▶ _TASK INSTRUCTIONS_:
Return the whole listing exactly as it stands.

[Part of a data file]
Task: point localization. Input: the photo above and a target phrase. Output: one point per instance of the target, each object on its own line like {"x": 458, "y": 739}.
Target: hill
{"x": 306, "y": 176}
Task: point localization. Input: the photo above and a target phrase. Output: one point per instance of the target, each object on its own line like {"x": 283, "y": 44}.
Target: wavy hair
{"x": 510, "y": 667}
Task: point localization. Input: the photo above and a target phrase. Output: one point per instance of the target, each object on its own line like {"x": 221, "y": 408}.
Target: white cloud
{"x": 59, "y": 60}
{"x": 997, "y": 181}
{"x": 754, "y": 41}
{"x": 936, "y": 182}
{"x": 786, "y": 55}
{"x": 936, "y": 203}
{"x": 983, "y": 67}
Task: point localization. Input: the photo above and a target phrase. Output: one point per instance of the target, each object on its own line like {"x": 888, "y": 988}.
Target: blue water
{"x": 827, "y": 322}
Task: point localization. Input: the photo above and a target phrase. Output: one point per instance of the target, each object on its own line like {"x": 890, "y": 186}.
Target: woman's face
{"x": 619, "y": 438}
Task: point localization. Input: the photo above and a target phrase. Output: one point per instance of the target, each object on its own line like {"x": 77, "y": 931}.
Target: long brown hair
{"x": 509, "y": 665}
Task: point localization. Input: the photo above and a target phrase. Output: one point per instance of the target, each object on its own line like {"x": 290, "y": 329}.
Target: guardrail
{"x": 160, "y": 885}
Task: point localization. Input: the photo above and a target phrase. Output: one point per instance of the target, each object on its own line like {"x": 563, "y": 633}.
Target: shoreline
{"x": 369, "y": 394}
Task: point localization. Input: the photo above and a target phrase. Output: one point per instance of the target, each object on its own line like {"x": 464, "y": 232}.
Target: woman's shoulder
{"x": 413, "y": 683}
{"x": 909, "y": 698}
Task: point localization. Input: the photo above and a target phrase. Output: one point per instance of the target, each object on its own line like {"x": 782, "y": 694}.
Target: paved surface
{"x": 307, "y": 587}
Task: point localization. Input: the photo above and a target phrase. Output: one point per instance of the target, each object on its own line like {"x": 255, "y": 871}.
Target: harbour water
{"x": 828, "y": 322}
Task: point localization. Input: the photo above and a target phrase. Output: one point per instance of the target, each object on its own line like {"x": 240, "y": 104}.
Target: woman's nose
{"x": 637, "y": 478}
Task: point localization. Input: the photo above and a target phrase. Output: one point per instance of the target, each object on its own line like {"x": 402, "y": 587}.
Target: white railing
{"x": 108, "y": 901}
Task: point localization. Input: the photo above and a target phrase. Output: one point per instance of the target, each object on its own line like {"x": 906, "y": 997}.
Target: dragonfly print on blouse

▶ _RESULT OF THE EXERCISE_:
Task: point localization. Input: the photo above and a target phrase. Output: one point per instance of the target, each object on its own line like {"x": 458, "y": 739}.
Target: hill
{"x": 306, "y": 176}
Task: point localization. Input: the photo above and a target phrase. Output: one point per instance of the target, each object on its own line like {"x": 283, "y": 44}.
Target: wavy hair
{"x": 510, "y": 667}
Task: point localization. Input: the photo above and a target phrase. Output: one point per instance of the target, each object on its own line like {"x": 221, "y": 408}.
Target: white cloud
{"x": 59, "y": 60}
{"x": 997, "y": 181}
{"x": 754, "y": 41}
{"x": 936, "y": 182}
{"x": 786, "y": 55}
{"x": 936, "y": 203}
{"x": 983, "y": 67}
Task: point localization. Input: the photo above and a target phrase. Output: one point per instance of the target, each object on its own line like {"x": 888, "y": 988}.
Target: blue water
{"x": 827, "y": 322}
Task: point localization. Input: the photo above and a target phrase. Output: one point per instance of the target, each object on its own line like {"x": 890, "y": 186}.
Target: woman's face
{"x": 619, "y": 438}
Task: point localization. Input: the photo above and a target phrase. Output: one point per instance of the target, each object on its own line like {"x": 77, "y": 931}.
Target: long brown hair
{"x": 509, "y": 665}
Task: point localization. Input: the photo above and a target phrase. Output: one point per instance of the target, each object on its own line like {"x": 290, "y": 329}.
Target: guardrail
{"x": 160, "y": 885}
Task: point localization. Input: the photo above and a target phrase. Output: one point per instance of the target, each object on its own line like {"x": 563, "y": 633}.
Target: shoreline
{"x": 369, "y": 394}
Task: point localization. Input: the photo above and a target phrase. Output: one point per instance of the target, each object on its own line like {"x": 464, "y": 232}.
Target: woman's shoulder
{"x": 413, "y": 683}
{"x": 909, "y": 698}
Task: point localization. Input: the photo above and a target phrase. Output: one point per instance of the target, each object on its own line like {"x": 782, "y": 694}.
Target: paved surface
{"x": 307, "y": 587}
Task: point localization. Input: the photo above and a target phrase. Output: one point per instance of the target, each object on its own line like {"x": 255, "y": 871}.
Target: harbour water
{"x": 828, "y": 322}
Task: point localization. Input: the photo above and a target phrase. Output: one point per instance of the target, each object on its own line like {"x": 240, "y": 104}.
Target: woman's nose
{"x": 637, "y": 478}
Task: point localization. Input: the photo above and a target phrase. Output: one point per instance of the target, each object on its own line like {"x": 402, "y": 587}.
Target: white railing
{"x": 108, "y": 901}
Task: point localization. Input: the photo above and a target phrase. Output: one point per instance of the target, each object on its own line like {"x": 906, "y": 997}.
Target: dragonfly print on blouse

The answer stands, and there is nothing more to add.